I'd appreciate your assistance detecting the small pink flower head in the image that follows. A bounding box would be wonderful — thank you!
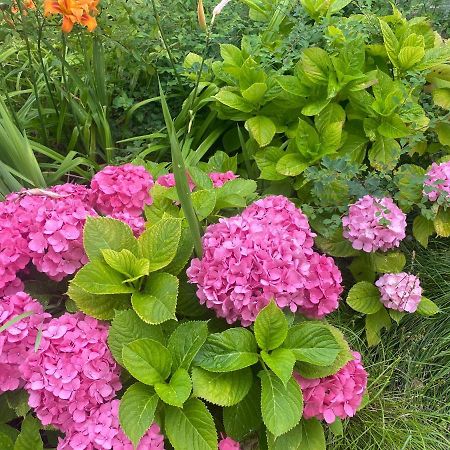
[187,196,326,326]
[21,313,121,431]
[375,272,422,313]
[0,292,50,393]
[342,195,406,253]
[424,161,450,203]
[91,164,153,216]
[208,170,238,188]
[294,352,367,423]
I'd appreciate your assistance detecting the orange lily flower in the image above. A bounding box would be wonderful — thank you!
[44,0,100,33]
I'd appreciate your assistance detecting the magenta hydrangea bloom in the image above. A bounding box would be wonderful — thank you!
[21,313,121,430]
[0,292,50,393]
[342,195,406,253]
[91,164,153,216]
[294,352,367,423]
[375,272,422,313]
[424,161,450,202]
[208,170,238,188]
[187,196,342,326]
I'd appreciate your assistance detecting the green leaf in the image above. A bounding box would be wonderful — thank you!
[245,116,277,147]
[192,367,253,406]
[155,369,192,408]
[301,419,326,450]
[417,297,439,317]
[261,348,295,386]
[223,380,262,441]
[83,217,138,261]
[14,416,44,450]
[119,383,158,446]
[167,322,208,370]
[366,308,392,347]
[71,259,134,300]
[165,398,217,450]
[254,300,288,350]
[108,309,164,365]
[258,371,303,437]
[122,338,172,386]
[67,281,131,320]
[101,249,150,282]
[138,219,181,272]
[283,322,341,366]
[413,216,434,248]
[131,272,178,325]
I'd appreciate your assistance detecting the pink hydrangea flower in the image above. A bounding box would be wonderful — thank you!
[187,196,342,326]
[57,400,164,450]
[0,292,50,393]
[21,313,121,430]
[342,195,406,253]
[375,272,422,313]
[424,161,450,202]
[294,352,367,423]
[91,164,153,216]
[208,170,238,188]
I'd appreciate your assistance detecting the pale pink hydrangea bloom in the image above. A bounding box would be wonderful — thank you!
[375,272,422,313]
[21,313,121,430]
[294,352,367,423]
[187,196,342,326]
[0,292,50,393]
[208,170,238,188]
[342,195,406,253]
[91,164,153,216]
[424,161,450,202]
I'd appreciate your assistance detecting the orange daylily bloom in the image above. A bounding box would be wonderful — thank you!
[44,0,100,33]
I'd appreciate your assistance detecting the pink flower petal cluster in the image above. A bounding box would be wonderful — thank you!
[91,164,153,216]
[208,170,238,188]
[424,161,450,202]
[294,352,367,423]
[375,272,422,313]
[342,195,406,253]
[0,292,50,393]
[187,196,342,326]
[21,313,121,430]
[57,400,164,450]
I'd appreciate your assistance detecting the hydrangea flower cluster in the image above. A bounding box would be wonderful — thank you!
[187,196,342,326]
[342,195,406,253]
[375,272,422,313]
[424,161,450,202]
[0,292,50,393]
[20,313,121,431]
[294,352,367,423]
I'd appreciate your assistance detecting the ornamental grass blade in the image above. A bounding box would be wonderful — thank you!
[159,83,202,258]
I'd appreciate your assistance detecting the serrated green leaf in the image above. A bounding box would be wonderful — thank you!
[195,328,258,372]
[192,367,253,406]
[254,300,288,350]
[155,369,192,408]
[165,398,217,450]
[258,371,303,437]
[119,383,158,446]
[108,309,164,365]
[131,272,178,325]
[122,338,172,386]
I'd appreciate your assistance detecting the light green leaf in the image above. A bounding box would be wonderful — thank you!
[254,300,288,350]
[138,218,181,272]
[119,383,158,446]
[258,371,303,437]
[122,338,172,386]
[155,369,192,408]
[165,398,217,450]
[131,272,178,325]
[195,328,258,372]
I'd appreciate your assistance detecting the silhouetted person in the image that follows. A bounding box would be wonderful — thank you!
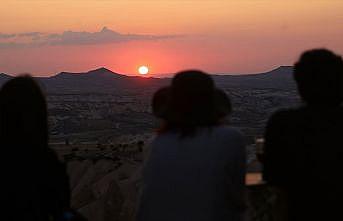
[0,76,75,221]
[137,71,245,221]
[264,49,343,221]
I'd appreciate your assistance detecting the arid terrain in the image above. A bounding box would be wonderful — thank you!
[0,67,299,221]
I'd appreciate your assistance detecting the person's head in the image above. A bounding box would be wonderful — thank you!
[294,49,343,106]
[151,87,170,120]
[0,76,48,151]
[167,70,217,135]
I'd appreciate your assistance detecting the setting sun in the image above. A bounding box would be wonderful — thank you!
[138,66,149,75]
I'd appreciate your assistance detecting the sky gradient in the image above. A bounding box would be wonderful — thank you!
[0,0,343,76]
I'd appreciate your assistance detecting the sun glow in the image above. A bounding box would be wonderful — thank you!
[138,66,149,75]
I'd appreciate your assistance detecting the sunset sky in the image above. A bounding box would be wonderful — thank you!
[0,0,343,76]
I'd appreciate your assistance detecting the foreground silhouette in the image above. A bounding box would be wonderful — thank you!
[137,71,245,221]
[264,49,343,221]
[0,76,83,221]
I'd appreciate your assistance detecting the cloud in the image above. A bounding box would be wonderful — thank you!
[0,27,181,47]
[0,33,16,39]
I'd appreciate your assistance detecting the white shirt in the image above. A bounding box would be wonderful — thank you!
[137,126,246,221]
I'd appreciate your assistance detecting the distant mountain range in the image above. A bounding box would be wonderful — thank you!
[0,66,295,94]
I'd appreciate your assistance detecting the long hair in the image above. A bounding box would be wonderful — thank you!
[0,76,48,150]
[0,76,70,221]
[164,70,217,136]
[293,49,343,107]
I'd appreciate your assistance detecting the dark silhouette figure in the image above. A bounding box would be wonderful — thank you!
[0,76,72,221]
[137,70,245,221]
[263,49,343,221]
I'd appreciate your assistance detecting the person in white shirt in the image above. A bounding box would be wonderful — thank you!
[137,70,246,221]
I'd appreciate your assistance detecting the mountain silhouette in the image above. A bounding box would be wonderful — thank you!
[0,66,295,94]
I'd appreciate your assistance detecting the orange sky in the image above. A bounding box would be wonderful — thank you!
[0,0,343,75]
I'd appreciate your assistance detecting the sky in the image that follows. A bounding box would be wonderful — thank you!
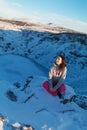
[0,0,87,33]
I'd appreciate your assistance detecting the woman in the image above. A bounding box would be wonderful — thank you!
[43,55,67,96]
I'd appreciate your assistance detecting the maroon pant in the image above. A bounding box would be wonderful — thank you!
[43,81,66,96]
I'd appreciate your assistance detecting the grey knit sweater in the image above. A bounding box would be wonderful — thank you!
[48,64,67,90]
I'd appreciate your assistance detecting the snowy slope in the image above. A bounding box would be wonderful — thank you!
[0,55,87,130]
[0,18,87,94]
[0,20,87,130]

### STATED EXERCISE
Copy every row above word for word, but leave the pictures out.

### EXPECTED OUTPUT
I'd appreciate your assistance detecting the small pink flower head in the image that follows. A bounding box would be wonderful — thank you!
[187,196,326,326]
[21,313,121,431]
[375,272,422,313]
[0,292,50,393]
[342,195,406,253]
[424,161,450,203]
[91,164,153,216]
[208,170,238,188]
[294,352,367,423]
I'd appreciate your assistance detecting the orange lily flower in the image above. A bounding box would be wonderful — thank you!
[44,0,100,33]
I'd appreciate your assistance detecting the magenta hydrangea bloom in the image above. A bounding box would be wonderful — thank you!
[21,313,121,430]
[0,292,50,393]
[342,195,406,253]
[91,164,153,216]
[294,352,367,423]
[375,272,422,313]
[424,161,450,202]
[208,170,238,188]
[187,196,342,326]
I'd appreciate your assistance detecting the green leaf in the image above. A bounding box would be wonderful — thank you!
[245,116,277,147]
[192,367,253,406]
[155,369,192,408]
[301,419,326,450]
[417,297,439,317]
[261,348,295,386]
[223,380,262,441]
[83,217,138,261]
[14,416,44,450]
[119,383,158,446]
[167,322,208,370]
[366,308,392,347]
[71,259,134,300]
[165,398,217,450]
[254,300,288,350]
[108,309,164,365]
[258,371,303,437]
[122,338,172,386]
[67,281,131,320]
[101,249,150,282]
[138,219,181,272]
[283,322,341,366]
[413,216,434,248]
[131,272,178,325]
I'd appreciate your assistance detecting the pink hydrangea flower in the image above. A bounding box would be wonderful — thank you!
[187,196,342,326]
[57,400,164,450]
[0,292,50,393]
[21,313,121,430]
[342,195,406,253]
[375,272,422,313]
[424,161,450,202]
[294,352,367,423]
[91,164,153,216]
[208,170,238,188]
I'd appreciate your assistance detecting the pale pink hydrangea bloom in the image above. A bounding box would be wonderful — thank you!
[375,272,422,313]
[21,313,121,430]
[294,352,367,423]
[187,196,342,326]
[0,292,50,393]
[208,170,238,188]
[342,195,406,253]
[91,164,153,216]
[424,161,450,202]
I'd appreciate your assistance detecting the orange daylily bloom in the image above. A bounding box would be wonderful — thank you!
[44,0,100,33]
I'd appreciate your assistance detecting the pink flower petal cluster in the image above. A bounding box would be wonderful — thank you!
[91,164,153,216]
[208,170,238,188]
[424,161,450,202]
[294,352,367,423]
[375,272,422,313]
[342,195,406,253]
[0,292,50,393]
[187,196,342,326]
[21,313,121,430]
[57,400,164,450]
I'd appreciate your assistance detecting the hydrangea flower cluster in the image above. A bounding box would be wonderful — thank you!
[187,196,342,326]
[342,195,406,253]
[375,272,422,313]
[424,161,450,202]
[0,292,50,393]
[20,313,121,431]
[294,352,367,423]
I'd appreciate your assistance detecting the ornamental grass blade in the image above. A bounding box would be wonderful — thank you!
[159,83,202,258]
I'd appreciate your assistance detecting the serrated green leaf in the image above. A bounding box would be wonderful — thank you!
[195,328,258,372]
[192,367,253,406]
[254,300,288,350]
[155,369,192,408]
[165,398,217,450]
[258,371,303,437]
[119,383,158,446]
[108,309,164,365]
[131,272,178,325]
[122,338,172,386]
I'd appreciate your assistance detecting the light green leaf in the image above. A bounding box would be wonderful — thank you!
[254,300,288,350]
[138,218,181,272]
[119,383,158,446]
[258,371,303,437]
[122,338,172,386]
[155,369,192,408]
[165,398,217,450]
[131,272,178,325]
[195,328,258,372]
I'd appreciate your assistance detecting the silhouetted person in the image that follows. A bounding box would be wonderful — thank you!
[0,76,75,221]
[137,71,245,221]
[264,49,343,221]
I'd appreciate your assistance detecting the arid terrain in the image above. A bounding box would be wonderful — thank you!
[0,67,299,221]
I'd appreciate your assistance detecting the person's head in the image above. A bounding box would be wonderful — thank you!
[294,49,343,106]
[151,87,170,120]
[0,76,48,151]
[167,70,217,135]
I'd appreciate your assistance detecting the setting sun in the image above. A bounding box would be wonderful — thank you!
[138,66,149,75]
I'd appreciate your assistance detecting the sky gradient in the image above. A bounding box would be wonderful — thank you!
[0,0,343,76]
I'd appreciate your assistance detecting the sun glow in the image above. A bounding box would be wonderful — thank you!
[138,66,149,75]
I'd appreciate your assistance detecting the sunset sky in the image above. A bounding box would be wonderful — thank you!
[0,0,343,76]
I'd appreciate your assistance detecting the foreground silhouette in the image above. A bounding box would be wonderful — thank you!
[137,71,245,221]
[264,49,343,221]
[0,76,83,221]
I'd appreciate your assistance detecting the cloud in the image above. A bounding box would be wonderful — thank you!
[0,27,181,47]
[0,33,16,39]
I'd appreciate your assistance detecting the white shirt in the image above. A bounding box would be wonderful — thank you!
[137,126,246,221]
I'd appreciate your assistance detecting the distant mountain range in the image above. A bounding box would be wonderful — thank you!
[0,66,295,94]
I'd appreciate your assistance detecting the long hair in the image above. A bounding box would be wonderful — thank you!
[0,76,48,150]
[0,76,70,221]
[164,70,217,136]
[293,49,343,107]
I'd appreciate your assistance detecting the dark silhouette figure in the image above. A bounding box would be wonderful — thank you!
[0,76,72,221]
[137,70,245,221]
[263,49,343,221]
I'd appreciate your assistance detecting the person in white shirt in the image above. A bounding box would be wonderful — thank you!
[137,70,246,221]
I'd appreciate your assistance detecting the mountain silhouette in the image above. A bounding box would be wonderful — thank you!
[0,66,295,94]
I'd appreciate your assistance detecting the orange sky in the image above. A bounding box would be wonderful — thank you!
[0,0,343,75]
I'd appreciate your assistance detecting the sky in the image that follows. A bounding box would be wonderful — thank you!
[0,0,87,33]
I'd appreciate your assistance detecting the woman in the image above. A bounding box would be wonderful — thank you!
[43,55,67,96]
I'd appreciate your assistance detecting the maroon pant in the image above. A bounding box would be wonderful — thank you!
[43,81,66,96]
I'd appreciate your assistance detecting the grey knit sweater in the image above. A bounding box would be wonderful — thank you!
[48,64,67,90]
I'd appreciate your assistance detecting the snowy slope in the image above. A bounding box would be wonderful — thank you!
[0,55,87,130]
[0,18,87,94]
[0,20,87,130]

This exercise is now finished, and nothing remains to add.